* **OBJECTIVE**
Rewrite every line of the items below as a JSON list of strings, one string per line, leaving out blank lines.

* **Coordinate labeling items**
------------------------------------

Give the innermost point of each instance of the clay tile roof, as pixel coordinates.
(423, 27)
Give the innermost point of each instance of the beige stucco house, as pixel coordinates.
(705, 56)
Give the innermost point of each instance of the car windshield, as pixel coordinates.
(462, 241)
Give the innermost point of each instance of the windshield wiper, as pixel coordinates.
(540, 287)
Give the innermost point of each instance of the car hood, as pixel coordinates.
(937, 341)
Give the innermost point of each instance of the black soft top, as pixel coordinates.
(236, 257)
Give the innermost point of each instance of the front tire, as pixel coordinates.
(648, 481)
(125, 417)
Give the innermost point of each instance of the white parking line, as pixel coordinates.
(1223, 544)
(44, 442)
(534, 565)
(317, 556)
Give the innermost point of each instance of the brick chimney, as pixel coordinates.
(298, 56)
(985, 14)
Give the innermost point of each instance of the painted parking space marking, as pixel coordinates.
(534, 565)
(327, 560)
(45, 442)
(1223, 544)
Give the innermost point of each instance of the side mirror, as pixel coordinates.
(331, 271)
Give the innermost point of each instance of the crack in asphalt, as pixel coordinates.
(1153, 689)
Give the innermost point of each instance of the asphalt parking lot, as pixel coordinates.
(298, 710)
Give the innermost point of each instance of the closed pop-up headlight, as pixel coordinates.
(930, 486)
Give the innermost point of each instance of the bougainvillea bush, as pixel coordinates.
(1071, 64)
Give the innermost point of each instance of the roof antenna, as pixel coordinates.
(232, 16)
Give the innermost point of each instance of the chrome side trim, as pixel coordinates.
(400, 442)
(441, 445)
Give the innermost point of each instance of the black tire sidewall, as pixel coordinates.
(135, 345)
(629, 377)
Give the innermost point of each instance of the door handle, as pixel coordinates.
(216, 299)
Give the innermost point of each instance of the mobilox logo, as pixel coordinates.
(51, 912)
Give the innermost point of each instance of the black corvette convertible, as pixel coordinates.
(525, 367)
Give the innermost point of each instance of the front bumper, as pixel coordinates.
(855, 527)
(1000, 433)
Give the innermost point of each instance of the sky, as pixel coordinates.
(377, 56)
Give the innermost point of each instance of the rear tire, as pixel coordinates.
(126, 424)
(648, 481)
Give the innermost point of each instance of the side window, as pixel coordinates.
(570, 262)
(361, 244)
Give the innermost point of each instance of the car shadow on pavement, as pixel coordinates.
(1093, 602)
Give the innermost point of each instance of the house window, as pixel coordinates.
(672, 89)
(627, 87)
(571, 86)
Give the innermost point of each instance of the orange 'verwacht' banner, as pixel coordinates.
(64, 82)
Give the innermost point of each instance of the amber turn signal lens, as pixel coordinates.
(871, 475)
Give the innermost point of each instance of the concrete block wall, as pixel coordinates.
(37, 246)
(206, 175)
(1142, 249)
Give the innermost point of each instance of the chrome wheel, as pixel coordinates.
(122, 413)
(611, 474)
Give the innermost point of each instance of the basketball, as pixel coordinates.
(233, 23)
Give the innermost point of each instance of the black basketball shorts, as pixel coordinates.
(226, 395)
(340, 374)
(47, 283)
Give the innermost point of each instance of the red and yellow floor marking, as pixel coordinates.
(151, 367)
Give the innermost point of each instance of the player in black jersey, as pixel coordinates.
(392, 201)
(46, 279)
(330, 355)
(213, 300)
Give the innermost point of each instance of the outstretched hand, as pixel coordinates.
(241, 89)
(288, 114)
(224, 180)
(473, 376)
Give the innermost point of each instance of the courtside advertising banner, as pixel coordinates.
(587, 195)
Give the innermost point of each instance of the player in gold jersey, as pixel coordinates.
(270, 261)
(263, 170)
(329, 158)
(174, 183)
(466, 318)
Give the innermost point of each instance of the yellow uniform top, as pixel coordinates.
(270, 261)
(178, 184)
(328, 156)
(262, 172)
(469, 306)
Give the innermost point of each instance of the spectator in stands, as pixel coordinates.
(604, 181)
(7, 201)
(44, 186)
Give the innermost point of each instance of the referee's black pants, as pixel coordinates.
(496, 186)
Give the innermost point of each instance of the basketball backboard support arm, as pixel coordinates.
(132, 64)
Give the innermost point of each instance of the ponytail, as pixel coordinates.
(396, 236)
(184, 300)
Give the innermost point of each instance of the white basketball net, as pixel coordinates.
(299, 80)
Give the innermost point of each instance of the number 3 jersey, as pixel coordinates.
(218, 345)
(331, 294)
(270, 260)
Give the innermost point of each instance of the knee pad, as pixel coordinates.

------------------------------------

* **WRITTEN RESPONSE**
[
  "Give the innermost point of each instance of the clay tile roof, as pixel coordinates.",
  "(423, 27)",
  "Give the innermost point of each instance of the beige stucco house, as pixel coordinates.",
  "(705, 56)",
  "Give the innermost point of each instance of the car windshield, as pixel coordinates.",
  "(462, 241)",
  "Give the innermost point of each instance of the windshield wiper, as pixel coordinates.",
  "(540, 287)",
  "Give the innermost point of each instance of the car hood, as pixel coordinates.",
  "(937, 341)",
  "Give the innermost point of each instance of the black soft top, as pixel coordinates.",
  "(236, 257)",
  "Give the innermost point of each instance of the front tire, as pixel coordinates.",
  "(648, 481)",
  "(125, 417)",
  "Give the innermost point of each instance of the white parking line, as pixel coordinates.",
  "(1223, 544)",
  "(44, 442)",
  "(534, 565)",
  "(317, 556)",
  "Give the innermost point of each instance of the brick chimney, as pixel coordinates.",
  "(298, 56)",
  "(985, 14)",
  "Give the innermost point of each instance of the painted parking space marking, as pixel coordinates.",
  "(534, 565)",
  "(327, 560)",
  "(45, 442)",
  "(1223, 544)",
  "Give the innermost point of each instance of the side mirror, as pixel coordinates.",
  "(331, 271)",
  "Give the innermost point of each instance of the crack in asphalt, as pixel coordinates.",
  "(1153, 689)",
  "Give the innermost point of each instance of the asphalt parking lot, as pixel coordinates.",
  "(298, 710)",
  "Give the innermost point of each instance of the closed pop-up headlight, as pixel coordinates.",
  "(930, 486)",
  "Give the innermost point of each instance of the bougainvillea bush, as pixel coordinates.",
  "(1071, 64)",
  "Give the innermost point of each instance of the roof antenna, as pixel coordinates.",
  "(232, 16)",
  "Give the innermost point of each instance of the chrome side trim, as pixel coordinates.",
  "(400, 442)",
  "(441, 445)",
  "Give the innermost point of each instance of the black tire sidewall, as pixel coordinates.",
  "(135, 345)",
  "(629, 377)",
  "Give the innermost point of each instance of the door handle, as pixel coordinates.",
  "(216, 299)",
  "Give the innermost point of each instance of the mobilox logo, as pixel coordinates.",
  "(51, 912)",
  "Give the innermost point of each instance of the black corvette convertible, as pixel coordinates.",
  "(525, 367)",
  "Give the innermost point of each instance of the front bumper, as pixel coordinates.",
  "(855, 527)",
  "(1000, 433)",
  "Give the innermost point of each instance of the sky, as pixel coordinates.",
  "(377, 56)",
  "Give the innermost point of each instance of the rear tire, as pixel coordinates.",
  "(126, 424)",
  "(648, 481)",
  "Give the innermost point of each instance of the side window, as pixel coordinates.",
  "(570, 262)",
  "(361, 244)",
  "Give the innermost point of each instance of the car shadow on pavement, as pixel coordinates.",
  "(1093, 602)",
  "Give the innermost point of each instance of the house window, as pixel coordinates.",
  "(672, 89)",
  "(627, 87)",
  "(571, 86)",
  "Give the innermost point of each instance of the orange 'verwacht' banner, as pixel coordinates.",
  "(64, 82)",
  "Give the innermost point of each instance of the amber turn signal lens, as pixel coordinates.",
  "(871, 475)",
  "Give the innermost point of each instance of the concrete block wall, as pixel coordinates.",
  "(37, 246)",
  "(206, 175)",
  "(1142, 249)",
  "Give the innermost point of each instance of the chrome wheel, as pixel coordinates.",
  "(122, 413)",
  "(611, 474)",
  "Give the innermost point of each instance of the basketball, as pixel coordinates.",
  "(233, 23)",
  "Give the innermost point of each instance of the black basketball shorts, as pixel coordinates.",
  "(226, 395)",
  "(340, 374)",
  "(47, 283)",
  "Give the innermost point of each instance of the red and yellow floor marking, as pixel coordinates.",
  "(151, 367)",
  "Give the innermost point of each instance of the player in black jersey, as pixel coordinates.",
  "(392, 201)",
  "(46, 279)",
  "(330, 355)",
  "(213, 300)",
  "Give the innermost point of each instance of the outstretched hand, as pixel coordinates.",
  "(241, 89)",
  "(288, 114)",
  "(224, 180)",
  "(473, 376)",
  "Give the innermost point of each instance of the courtside advertising banner, as pixel coordinates.",
  "(587, 195)",
  "Give the innermost point of each instance of the player in gold jersey, as pixel coordinates.",
  "(270, 261)",
  "(263, 170)",
  "(329, 158)",
  "(174, 183)",
  "(466, 318)",
  "Give the innermost point of each instance of the yellow uniform top, as pixel coordinates.",
  "(270, 261)",
  "(178, 184)",
  "(328, 156)",
  "(262, 172)",
  "(469, 306)",
  "Give the innermost point of each instance of the spectator in stands, as pixel coordinates.",
  "(604, 181)",
  "(7, 201)",
  "(44, 186)",
  "Give the innermost point of each instance of the referee's black pants, as pixel coordinates.",
  "(496, 186)",
  "Give the innermost point of each instance of the basketball backboard support arm, as pixel coordinates.",
  "(132, 64)",
  "Give the innermost point of each instance of the ponytail, as pixel coordinates.",
  "(396, 236)",
  "(184, 300)",
  "Give the innermost point of each instance of the white basketball net, as pixel coordinates.",
  "(299, 80)",
  "Give the innermost point of each instance of the number 3 jersey, as pixel coordinates.",
  "(218, 345)",
  "(331, 294)",
  "(270, 260)",
  "Give the innermost point of each instance of the knee pad, as pixel coordinates."
]